## Extracted text
# # # # # # #

Beyond patriarchal readings of Islam: a holistic and critical re-reading of the Qur’an.

This article was published in Oasis 30. Read the table of contents

Last update: 2022-04-22 10:03:17

 

Nayla Tabbara, L’Islam pensé par une femme, Bayard, Montrouge 2018

 

Over the last few decades, the Arab-Muslim world has witnessed a proliferation of works and analyses trying to shed new light on gender issues in Islam and taking a reinterpretation of the Qur’an and the Muslim tradition as their starting point. This is not the case—or at least, not totally—with Nayla Tabbara’s L’Islam pensé par une femme (“A Woman’s Interpretation of Islam”). The work’s main focus is not limited to the role and rights of women in Islam. Rather, the Lebanese Muslim theologian has attempted to view religion and the Qur’an from a female perspective: a vantage point that is generally excluded from the traditional formulation of the religion’s principles.

 

In Tabbara’s work, feminine and masculine become symbols of culturally determined characteristics—respectively, those of receptiveness and openness on the one hand, and of effectiveness and a propensity for change on the other. Exclusion of the feminine from Qur’anic interpretation and the prevalence of a patriarchal reading have led, according to the author, to the representation of a religion based on strength and power and dominated by an authoritarian God appearing only in the masculine; a supremacist, legalistic Islam that has marginalised women and forgotten the values of inclusion and mercy that are predominant in the Qur’an.  

 

The book was born of an extended conversation with Marie Malzac, a journalist at La Croix, who transcribed the answers the Muslim theologian gave her during the course of several interviews and e-mail exchanges. The non-academic treatment of complex subjects and the references to personal experiences make it particularly accessible and captivating for non-specialists as well. The result is a work that offers a clear and useful overview of the Islamic faith’s foundations and the complexity of the different currents running through it, whilst giving particular space to ongoing changes at an exegetic and social level: “Developments differ from one country to another but there is a growing awakening” (p. 113).

 

Everything is constantly accompanied by quotations from the Qur’an and the hadith. To those who see the Qur’an as a detailed manual of instructions for life, Tabbara offers a counter-vision of the Text as divine word that enters into relationship with humanity and its context. Her interpretative methodology takes its inspiration from the historico-critical analysis used in Biblical studies, on the one hand, and the holistic approach adopted by Muslim feminists, on the other: “We cannot understand the Qur’an without considering it in its entirety and referring to its context” (p. 57). As regards use of the hadith, the author recommends “caution” (p. 63) because the texts were written at least one century after Muhammad’s death and could have been influenced by a particular historical context. The author has adopted the criterion of accepting “what is in line with the Qur’an and Islam’s basic values and rejecting what is not in line with these” (p. 64).

# # # # # # #

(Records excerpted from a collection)
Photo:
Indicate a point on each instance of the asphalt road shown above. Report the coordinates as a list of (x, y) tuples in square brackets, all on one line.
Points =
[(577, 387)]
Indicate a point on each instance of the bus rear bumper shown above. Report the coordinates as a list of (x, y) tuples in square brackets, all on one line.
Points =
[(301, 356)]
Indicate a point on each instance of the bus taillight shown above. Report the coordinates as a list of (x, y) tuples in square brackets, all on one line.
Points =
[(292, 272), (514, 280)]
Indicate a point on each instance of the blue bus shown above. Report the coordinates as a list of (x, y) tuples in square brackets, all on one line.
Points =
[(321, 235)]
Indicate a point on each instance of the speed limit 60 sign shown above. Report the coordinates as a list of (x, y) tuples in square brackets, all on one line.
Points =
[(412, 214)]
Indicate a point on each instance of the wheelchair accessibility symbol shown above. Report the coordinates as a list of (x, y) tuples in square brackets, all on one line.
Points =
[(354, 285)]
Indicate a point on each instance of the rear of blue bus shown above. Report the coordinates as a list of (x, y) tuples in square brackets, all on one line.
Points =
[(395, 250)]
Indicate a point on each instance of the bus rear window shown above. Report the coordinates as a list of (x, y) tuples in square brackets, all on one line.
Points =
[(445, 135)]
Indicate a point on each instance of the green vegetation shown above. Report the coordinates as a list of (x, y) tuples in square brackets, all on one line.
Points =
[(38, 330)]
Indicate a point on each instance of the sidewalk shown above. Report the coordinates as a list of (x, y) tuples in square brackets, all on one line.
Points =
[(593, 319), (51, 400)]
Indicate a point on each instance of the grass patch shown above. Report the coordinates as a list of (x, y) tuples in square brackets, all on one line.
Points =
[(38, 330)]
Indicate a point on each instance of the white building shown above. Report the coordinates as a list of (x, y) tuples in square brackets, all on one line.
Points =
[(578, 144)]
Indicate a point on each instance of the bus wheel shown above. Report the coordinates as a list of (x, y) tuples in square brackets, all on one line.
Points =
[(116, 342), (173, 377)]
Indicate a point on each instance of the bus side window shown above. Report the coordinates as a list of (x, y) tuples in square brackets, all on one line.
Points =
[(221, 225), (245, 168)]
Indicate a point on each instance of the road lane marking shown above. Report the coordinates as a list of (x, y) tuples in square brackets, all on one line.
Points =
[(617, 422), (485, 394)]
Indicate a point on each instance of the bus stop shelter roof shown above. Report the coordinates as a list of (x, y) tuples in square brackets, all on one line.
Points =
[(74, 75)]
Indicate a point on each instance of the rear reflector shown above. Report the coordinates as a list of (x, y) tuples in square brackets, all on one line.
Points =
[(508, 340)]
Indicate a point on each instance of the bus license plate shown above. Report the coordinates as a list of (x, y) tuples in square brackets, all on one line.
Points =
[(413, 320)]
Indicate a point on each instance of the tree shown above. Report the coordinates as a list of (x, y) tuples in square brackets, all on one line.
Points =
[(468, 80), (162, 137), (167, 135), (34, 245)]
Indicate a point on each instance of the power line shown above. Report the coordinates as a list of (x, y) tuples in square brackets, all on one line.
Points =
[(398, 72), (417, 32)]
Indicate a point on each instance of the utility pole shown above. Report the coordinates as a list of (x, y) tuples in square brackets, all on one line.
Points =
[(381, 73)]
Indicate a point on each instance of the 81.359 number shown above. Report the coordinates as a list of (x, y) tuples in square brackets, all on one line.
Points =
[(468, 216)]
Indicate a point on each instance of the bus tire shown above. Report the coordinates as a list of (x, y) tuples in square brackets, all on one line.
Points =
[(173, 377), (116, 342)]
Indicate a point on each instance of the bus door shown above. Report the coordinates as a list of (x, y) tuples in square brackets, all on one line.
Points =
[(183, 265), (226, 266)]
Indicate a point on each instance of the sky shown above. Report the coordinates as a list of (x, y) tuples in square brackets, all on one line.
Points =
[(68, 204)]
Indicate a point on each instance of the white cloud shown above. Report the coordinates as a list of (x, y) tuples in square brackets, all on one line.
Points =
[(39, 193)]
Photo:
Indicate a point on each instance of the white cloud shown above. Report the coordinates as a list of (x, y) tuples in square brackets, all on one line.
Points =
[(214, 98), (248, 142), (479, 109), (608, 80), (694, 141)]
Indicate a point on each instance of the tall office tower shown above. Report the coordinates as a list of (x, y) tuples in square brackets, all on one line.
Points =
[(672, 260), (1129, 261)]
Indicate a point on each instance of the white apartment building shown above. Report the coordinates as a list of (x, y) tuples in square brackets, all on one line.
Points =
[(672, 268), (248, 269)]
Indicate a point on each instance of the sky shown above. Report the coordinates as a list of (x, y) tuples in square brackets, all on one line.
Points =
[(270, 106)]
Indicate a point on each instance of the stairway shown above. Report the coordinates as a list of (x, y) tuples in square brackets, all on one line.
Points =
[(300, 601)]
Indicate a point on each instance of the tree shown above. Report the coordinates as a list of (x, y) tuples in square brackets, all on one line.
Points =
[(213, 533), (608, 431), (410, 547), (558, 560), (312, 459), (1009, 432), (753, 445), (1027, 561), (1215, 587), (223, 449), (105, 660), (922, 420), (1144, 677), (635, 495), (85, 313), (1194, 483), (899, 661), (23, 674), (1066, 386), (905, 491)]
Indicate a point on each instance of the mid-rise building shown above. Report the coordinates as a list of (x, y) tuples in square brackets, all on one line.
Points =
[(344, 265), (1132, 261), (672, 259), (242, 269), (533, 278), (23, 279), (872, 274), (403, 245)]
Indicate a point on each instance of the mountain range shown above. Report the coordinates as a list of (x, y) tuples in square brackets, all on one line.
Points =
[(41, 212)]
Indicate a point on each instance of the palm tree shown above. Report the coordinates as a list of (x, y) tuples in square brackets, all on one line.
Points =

# # # # # # #

## Given instruction A
Condense the paragraph of the book review beginning "The book was born of an extended conversation" into a shorter version that keeps its main facts.
## Given instruction B
Render the records from the line containing "Indicate a point on each instance of the palm" through the end of the records, inclusive, as a Markdown table with the columns Row and Line, leaving out blank lines.

## Exercise output A
The book grew out of several interviews and e-mail exchanges in which Marie Malzac, a journalist at La Croix, transcribed Tabbara's answers. Its non-academic handling of complex subjects and its references to personal experience make it accessible and engaging for non-specialists. It gives a clear overview of the foundations of the Islamic faith and its various currents, with special attention to ongoing exegetic and social changes: "Developments differ from one country to another but there is a growing awakening" (p. 113).

## Exercise output B
| Row | Line |
|---|---|
| 1 | Indicate a point on each instance of the palm tree shown above. Report the coordinates as a list of (x, y) tuples in square brackets, all on one line. |
| 2 | Points = |